### Given records
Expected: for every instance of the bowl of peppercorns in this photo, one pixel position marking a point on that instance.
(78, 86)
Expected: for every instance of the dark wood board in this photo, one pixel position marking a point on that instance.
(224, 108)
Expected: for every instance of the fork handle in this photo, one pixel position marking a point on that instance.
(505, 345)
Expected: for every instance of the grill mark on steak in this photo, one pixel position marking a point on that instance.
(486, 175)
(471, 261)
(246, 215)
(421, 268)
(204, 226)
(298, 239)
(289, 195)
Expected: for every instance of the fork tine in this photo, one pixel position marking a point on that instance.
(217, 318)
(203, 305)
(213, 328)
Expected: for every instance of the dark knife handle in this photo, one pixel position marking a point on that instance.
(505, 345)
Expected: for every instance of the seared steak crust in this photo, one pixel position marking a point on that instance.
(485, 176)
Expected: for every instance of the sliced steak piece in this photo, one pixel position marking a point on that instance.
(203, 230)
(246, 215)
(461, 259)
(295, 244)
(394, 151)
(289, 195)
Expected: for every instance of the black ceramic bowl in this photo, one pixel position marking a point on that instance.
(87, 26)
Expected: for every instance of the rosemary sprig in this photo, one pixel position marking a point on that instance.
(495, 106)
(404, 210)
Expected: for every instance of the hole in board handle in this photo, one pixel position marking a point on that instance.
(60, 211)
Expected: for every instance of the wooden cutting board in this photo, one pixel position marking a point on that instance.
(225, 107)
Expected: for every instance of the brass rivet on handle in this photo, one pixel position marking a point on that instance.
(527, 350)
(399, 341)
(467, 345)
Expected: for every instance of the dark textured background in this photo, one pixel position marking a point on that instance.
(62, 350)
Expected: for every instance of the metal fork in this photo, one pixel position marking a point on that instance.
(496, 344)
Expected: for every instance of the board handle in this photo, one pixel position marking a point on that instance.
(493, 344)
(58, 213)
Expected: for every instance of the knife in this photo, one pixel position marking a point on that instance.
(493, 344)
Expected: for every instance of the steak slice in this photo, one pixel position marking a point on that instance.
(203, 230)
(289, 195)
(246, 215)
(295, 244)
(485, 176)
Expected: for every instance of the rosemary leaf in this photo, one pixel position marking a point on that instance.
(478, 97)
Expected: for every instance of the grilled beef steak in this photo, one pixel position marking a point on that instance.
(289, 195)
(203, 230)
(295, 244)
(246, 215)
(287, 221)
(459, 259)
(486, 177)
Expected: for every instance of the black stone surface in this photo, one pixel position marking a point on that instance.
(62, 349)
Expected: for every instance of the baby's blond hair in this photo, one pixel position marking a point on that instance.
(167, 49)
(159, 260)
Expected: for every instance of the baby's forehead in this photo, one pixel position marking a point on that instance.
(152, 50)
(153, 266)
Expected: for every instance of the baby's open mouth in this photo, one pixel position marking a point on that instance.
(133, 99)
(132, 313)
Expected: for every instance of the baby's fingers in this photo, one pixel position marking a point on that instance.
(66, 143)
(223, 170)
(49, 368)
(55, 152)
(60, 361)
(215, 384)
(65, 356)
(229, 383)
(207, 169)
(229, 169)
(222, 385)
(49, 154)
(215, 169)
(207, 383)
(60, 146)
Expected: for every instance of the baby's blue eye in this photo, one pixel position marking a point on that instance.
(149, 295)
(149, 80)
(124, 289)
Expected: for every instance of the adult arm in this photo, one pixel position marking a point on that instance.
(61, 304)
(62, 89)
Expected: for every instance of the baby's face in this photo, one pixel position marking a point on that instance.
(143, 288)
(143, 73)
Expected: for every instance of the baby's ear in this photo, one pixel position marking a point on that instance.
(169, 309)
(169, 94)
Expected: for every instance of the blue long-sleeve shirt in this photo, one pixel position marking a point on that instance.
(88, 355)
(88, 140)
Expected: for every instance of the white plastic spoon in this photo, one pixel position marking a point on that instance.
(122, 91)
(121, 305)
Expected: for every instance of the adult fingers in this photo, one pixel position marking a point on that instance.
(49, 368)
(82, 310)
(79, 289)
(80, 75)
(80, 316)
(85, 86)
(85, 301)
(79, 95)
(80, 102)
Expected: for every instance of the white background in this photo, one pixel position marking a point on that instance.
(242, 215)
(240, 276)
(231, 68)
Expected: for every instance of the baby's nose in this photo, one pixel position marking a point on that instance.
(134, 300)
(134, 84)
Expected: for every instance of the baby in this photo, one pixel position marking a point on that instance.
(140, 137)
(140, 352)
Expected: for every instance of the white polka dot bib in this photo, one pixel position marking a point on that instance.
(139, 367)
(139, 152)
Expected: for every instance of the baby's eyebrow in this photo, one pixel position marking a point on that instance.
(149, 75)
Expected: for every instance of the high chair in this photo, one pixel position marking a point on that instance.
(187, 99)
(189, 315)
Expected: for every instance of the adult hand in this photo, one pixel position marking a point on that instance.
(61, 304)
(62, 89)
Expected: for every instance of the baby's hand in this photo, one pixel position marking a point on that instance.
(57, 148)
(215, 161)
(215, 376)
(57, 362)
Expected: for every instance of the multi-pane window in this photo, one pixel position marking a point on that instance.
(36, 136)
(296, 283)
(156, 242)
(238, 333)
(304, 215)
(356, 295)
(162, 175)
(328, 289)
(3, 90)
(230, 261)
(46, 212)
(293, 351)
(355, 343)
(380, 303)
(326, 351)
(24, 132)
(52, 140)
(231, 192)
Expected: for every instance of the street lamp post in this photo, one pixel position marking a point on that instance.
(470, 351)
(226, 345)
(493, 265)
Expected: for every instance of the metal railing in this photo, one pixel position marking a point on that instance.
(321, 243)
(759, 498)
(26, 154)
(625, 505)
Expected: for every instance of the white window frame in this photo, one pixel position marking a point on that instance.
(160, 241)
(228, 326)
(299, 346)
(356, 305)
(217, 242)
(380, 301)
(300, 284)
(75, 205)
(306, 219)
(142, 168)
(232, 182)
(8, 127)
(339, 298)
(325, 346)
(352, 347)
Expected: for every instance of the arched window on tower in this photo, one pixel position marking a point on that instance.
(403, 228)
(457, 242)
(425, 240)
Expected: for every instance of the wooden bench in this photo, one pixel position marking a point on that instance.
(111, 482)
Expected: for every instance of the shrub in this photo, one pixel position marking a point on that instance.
######
The records shown above must be returned in full, exactly as written.

Response below →
Expected: for every instance of the bowl of peppercorns in this photo, one pixel position marking a point on that instance.
(78, 86)
Expected: for every instance of the dark wood board in this photo, one pixel position marking a point on that instance.
(224, 108)
Expected: for every instance of the fork handle in this photo, one pixel position marking a point on that instance.
(505, 345)
Expected: for every instance of the grill mark on steak in this photo, one pixel position marking a point on that instance.
(486, 175)
(471, 261)
(246, 215)
(421, 268)
(204, 226)
(298, 239)
(289, 195)
Expected: for every instance of the fork tine in this photo, one pixel position marking a point on that instance.
(217, 318)
(203, 305)
(213, 328)
Expected: for every instance of the dark knife handle in this photo, one pixel position marking a point on that instance.
(505, 345)
Expected: for every instance of the seared steak crust in this photo, one pixel position marking a point on that instance.
(485, 176)
Expected: for every instance of the sliced steak piece in this photo, one pixel position marking a point on that instance.
(203, 230)
(246, 215)
(461, 259)
(295, 244)
(394, 151)
(289, 195)
Expected: for every instance of the black ceramic bowl in this photo, one pixel position marking a point on that instance.
(87, 26)
Expected: for every instance of the rosemary sprig in this photo, one pixel position marking a point on that instance.
(495, 106)
(404, 210)
Expected: for every instance of the hole in board handle in this photo, one pixel position marking a point on that instance.
(60, 211)
Expected: for every instance of the wooden cutting board in this photo, one pixel position marking a point on that instance.
(225, 107)
Expected: for every instance of the brass rivet on handle in this photo, one pixel position marking a point on that instance.
(527, 350)
(399, 341)
(467, 345)
Expected: for every instance of the dark textured background in this photo, one pixel position marking a point on that instance.
(62, 350)
Expected: for every instance of the metal fork in this photo, one pixel position marking a point on that instance.
(496, 344)
Expected: for every instance of the board handle in this photo, one pixel position marking a point on that instance.
(493, 344)
(58, 213)
Expected: for every instance of the knife in this photo, one pixel position marking a point on that instance.
(493, 344)
Expected: for every instance of the steak slice in this photo, one pixel position marking a point on that instance.
(203, 230)
(289, 195)
(246, 215)
(295, 244)
(485, 176)
Expected: for every instance of the rosemary leaf in this photo, one pixel position marking a point on that instance.
(478, 97)
Expected: for every instance of the grilled beef steak in this photo, one pixel position marking a point on that instance.
(289, 195)
(203, 230)
(295, 244)
(246, 215)
(287, 221)
(459, 259)
(486, 177)
Expected: for every instance of the black stone surface in this photo, one pixel position marking a point on that instance.
(62, 349)
Expected: for every instance of the baby's blond hair in this photo, one pixel position marking a point on that instance.
(167, 49)
(159, 260)
Expected: for every instance of the baby's forehead in this photo, one pixel position marking a point on that instance.
(152, 50)
(153, 266)
Expected: for every instance of the baby's open mouth in this photo, one pixel position marking a point on that instance.
(133, 99)
(132, 313)
Expected: for every instance of the baby's fingers in this photo, one pixel position marking a point on that instance.
(66, 143)
(223, 170)
(49, 368)
(55, 152)
(60, 361)
(215, 384)
(65, 356)
(229, 383)
(207, 169)
(229, 169)
(222, 385)
(49, 154)
(215, 169)
(207, 383)
(60, 146)
Expected: for every instance of the baby's blue eye in this photo, one pixel position marking a point on that instance.
(149, 295)
(149, 80)
(124, 289)
Expected: for every instance of the adult arm in this photo, one pixel position marking a point on that instance.
(61, 304)
(62, 89)
Expected: for every instance of the baby's face in this photo, one pixel position marking a point on that instance.
(143, 288)
(143, 73)
Expected: for every instance of the baby's ear in this photo, one pixel position marking a point on that instance.
(169, 309)
(169, 94)
Expected: for every instance of the blue long-sleeve shirt in this photo, one pixel position marking a point on that instance.
(88, 355)
(88, 140)
Expected: for every instance of the white plastic spoon in this photo, one pixel position marking a point on that instance.
(122, 91)
(121, 305)
Expected: for every instance of the adult fingers in this photo, one pixel position marking a point on that instance.
(49, 368)
(82, 310)
(79, 289)
(80, 75)
(80, 316)
(85, 86)
(85, 301)
(79, 95)
(80, 102)
Expected: for every instance of the white background in this photo, one pixel position marking a point on that instance.
(242, 215)
(240, 276)
(231, 68)
Expected: for every instance of the baby's nose in this photo, one pixel position marking a point on that instance.
(134, 300)
(134, 84)
Expected: for every instance of the baby in this photo, one pixel position marking a point on that instance.
(140, 137)
(140, 352)
Expected: for every instance of the white polka dot bib in this photo, one pixel position marking a point on that instance.
(139, 367)
(139, 152)
Expected: for every instance of the baby's eyebrow in this photo, one pixel position marking a point on that instance.
(149, 75)
Expected: for every instance of the high chair in this photo, one pixel position marking a point on that instance.
(187, 99)
(189, 315)
Expected: for every instance of the adult hand in this photo, one pixel position marking a point on that instance.
(61, 304)
(62, 89)
Expected: for every instance of the baby's hand in this photo, one pixel position marking a point on that instance.
(57, 148)
(215, 161)
(215, 376)
(57, 362)
Expected: for every instance of the multi-pane window in this photo, one pixel position marking a point on that instance.
(36, 136)
(296, 283)
(156, 242)
(238, 333)
(304, 215)
(356, 295)
(162, 175)
(328, 289)
(3, 90)
(230, 261)
(46, 212)
(293, 351)
(355, 343)
(380, 303)
(326, 351)
(24, 132)
(52, 140)
(231, 192)
Expected: for every instance of the street lamp post in this photo, one pixel position marking a point on that instance.
(470, 351)
(226, 345)
(493, 265)
Expected: for every instance of the metal railing in this photo, one pixel position marking a point on that instance.
(321, 243)
(759, 498)
(26, 154)
(625, 505)
Expected: for every instance of the white window frame in this photo, one pixel position marking a point on that instance.
(160, 241)
(228, 326)
(299, 346)
(356, 305)
(217, 242)
(380, 301)
(300, 284)
(75, 205)
(306, 219)
(142, 168)
(232, 182)
(8, 127)
(339, 298)
(325, 346)
(352, 347)
Expected: for every instance of the arched window on tower in this photo, one pixel position marking a point on that instance.
(403, 228)
(457, 242)
(425, 240)
Expected: for every instance of the wooden bench in this photo, one pixel position marking a point on that instance.
(111, 482)
Expected: for every instance of the shrub in this photo, one pixel position marking a point on that instance.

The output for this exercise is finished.